# [YOUR GOAL]
Please rewrite every line from the one holding "Where can the small" through the one holding "point(31, 188)", inclusive, raising each coordinate in the answer points by 81. Keep the requests and their sample points unchanged.

# [SUPPLIED RECORDS]
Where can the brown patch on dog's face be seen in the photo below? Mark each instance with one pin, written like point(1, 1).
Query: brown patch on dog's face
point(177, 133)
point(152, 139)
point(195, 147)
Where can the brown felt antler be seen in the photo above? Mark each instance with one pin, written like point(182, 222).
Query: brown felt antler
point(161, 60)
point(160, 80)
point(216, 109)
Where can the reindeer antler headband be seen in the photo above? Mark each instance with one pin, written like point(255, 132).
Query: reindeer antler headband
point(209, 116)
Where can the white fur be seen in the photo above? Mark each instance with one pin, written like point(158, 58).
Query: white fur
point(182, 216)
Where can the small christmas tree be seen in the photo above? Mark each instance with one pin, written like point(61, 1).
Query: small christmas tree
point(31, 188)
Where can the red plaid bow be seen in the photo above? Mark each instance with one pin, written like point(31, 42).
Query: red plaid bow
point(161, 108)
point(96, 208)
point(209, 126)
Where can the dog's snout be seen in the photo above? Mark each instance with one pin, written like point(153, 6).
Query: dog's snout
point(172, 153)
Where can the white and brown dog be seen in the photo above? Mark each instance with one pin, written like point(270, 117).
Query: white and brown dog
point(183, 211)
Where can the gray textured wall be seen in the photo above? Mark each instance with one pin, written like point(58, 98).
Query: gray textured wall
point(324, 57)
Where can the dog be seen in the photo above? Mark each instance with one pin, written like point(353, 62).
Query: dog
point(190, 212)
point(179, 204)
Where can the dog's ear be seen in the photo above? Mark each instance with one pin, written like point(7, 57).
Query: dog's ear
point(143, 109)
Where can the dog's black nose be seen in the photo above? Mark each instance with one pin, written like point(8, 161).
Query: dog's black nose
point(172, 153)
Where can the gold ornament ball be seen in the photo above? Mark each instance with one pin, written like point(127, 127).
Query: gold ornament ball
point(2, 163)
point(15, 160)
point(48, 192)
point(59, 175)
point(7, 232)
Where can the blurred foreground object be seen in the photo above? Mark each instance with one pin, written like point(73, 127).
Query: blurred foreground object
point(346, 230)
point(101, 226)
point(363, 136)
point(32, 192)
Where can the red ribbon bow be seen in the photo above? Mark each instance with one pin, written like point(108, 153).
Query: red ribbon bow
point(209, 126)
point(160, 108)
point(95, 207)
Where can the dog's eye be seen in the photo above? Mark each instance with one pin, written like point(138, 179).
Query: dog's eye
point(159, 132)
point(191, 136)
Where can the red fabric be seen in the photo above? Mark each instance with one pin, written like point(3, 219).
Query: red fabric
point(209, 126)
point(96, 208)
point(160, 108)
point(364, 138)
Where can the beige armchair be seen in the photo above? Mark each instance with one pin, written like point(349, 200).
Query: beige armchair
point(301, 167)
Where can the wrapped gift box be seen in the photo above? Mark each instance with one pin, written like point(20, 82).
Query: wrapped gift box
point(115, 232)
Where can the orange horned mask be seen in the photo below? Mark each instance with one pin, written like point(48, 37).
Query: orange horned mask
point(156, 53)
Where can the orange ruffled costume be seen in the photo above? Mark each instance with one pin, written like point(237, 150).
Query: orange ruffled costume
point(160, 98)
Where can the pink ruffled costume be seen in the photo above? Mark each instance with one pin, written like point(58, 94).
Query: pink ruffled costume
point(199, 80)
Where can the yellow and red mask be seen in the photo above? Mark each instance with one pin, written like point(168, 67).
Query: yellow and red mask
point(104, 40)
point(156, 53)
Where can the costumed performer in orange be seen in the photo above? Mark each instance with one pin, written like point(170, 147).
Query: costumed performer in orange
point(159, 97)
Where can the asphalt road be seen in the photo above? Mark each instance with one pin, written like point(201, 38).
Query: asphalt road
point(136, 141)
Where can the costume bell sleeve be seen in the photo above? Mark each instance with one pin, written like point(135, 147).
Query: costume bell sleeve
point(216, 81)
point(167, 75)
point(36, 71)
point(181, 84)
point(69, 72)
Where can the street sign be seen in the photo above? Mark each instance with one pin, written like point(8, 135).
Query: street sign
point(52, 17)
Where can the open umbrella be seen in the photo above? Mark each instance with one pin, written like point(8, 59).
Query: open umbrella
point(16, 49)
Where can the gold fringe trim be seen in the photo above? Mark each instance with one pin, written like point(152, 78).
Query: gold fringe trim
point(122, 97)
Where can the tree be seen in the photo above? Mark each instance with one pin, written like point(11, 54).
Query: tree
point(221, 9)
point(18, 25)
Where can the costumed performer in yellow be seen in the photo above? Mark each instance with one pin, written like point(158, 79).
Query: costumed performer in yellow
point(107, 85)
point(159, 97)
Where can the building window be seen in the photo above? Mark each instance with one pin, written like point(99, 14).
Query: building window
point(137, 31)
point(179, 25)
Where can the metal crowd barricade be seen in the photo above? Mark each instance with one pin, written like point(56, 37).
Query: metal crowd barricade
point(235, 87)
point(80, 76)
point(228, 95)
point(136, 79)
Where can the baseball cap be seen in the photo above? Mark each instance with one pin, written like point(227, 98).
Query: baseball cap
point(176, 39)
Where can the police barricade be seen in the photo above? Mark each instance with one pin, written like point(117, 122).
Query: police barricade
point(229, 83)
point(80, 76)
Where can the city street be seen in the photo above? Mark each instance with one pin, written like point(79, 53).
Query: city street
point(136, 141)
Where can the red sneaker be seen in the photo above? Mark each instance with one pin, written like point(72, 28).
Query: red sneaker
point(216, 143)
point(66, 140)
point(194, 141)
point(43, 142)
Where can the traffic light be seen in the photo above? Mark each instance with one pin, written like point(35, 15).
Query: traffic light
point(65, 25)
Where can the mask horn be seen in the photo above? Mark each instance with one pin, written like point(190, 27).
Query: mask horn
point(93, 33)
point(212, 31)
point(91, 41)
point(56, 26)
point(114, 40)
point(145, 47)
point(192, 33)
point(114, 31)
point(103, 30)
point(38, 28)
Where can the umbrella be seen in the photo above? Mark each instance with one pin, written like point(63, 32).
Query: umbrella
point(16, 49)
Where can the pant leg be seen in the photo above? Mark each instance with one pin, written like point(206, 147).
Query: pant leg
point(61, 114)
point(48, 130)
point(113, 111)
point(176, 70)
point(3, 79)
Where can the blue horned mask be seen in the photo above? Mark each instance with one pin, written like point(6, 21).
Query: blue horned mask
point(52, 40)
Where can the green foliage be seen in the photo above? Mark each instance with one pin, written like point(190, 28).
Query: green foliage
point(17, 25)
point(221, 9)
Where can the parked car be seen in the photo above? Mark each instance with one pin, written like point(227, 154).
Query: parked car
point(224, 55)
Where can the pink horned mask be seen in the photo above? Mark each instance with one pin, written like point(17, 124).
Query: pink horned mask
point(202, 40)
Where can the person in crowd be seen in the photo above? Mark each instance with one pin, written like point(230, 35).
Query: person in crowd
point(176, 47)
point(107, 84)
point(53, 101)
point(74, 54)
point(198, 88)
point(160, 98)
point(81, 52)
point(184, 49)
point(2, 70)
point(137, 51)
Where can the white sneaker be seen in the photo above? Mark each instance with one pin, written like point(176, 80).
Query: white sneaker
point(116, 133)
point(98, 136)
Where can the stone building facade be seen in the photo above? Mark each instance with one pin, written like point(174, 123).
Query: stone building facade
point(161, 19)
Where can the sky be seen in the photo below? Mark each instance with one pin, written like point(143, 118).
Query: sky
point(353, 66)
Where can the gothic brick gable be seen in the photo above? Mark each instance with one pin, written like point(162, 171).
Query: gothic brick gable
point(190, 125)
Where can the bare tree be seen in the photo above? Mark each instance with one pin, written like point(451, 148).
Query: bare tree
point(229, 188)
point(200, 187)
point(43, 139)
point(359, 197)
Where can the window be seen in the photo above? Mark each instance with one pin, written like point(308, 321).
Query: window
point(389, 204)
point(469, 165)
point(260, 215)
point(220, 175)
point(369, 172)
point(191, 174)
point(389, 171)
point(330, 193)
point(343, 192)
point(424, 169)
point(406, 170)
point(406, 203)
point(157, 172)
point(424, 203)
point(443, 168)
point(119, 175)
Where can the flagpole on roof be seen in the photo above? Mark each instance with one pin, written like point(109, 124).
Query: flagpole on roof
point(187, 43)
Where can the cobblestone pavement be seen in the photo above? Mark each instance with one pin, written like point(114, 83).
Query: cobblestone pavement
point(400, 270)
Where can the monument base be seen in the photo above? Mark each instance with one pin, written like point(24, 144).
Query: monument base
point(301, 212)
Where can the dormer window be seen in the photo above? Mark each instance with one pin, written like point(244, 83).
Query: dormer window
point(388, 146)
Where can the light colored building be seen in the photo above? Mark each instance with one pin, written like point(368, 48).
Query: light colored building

# [FINISHED TASK]
Where can the small christmas tree be seen in the photo above? Mark each instance with one pin, written like point(61, 1).
Query: small christmas tree
point(112, 269)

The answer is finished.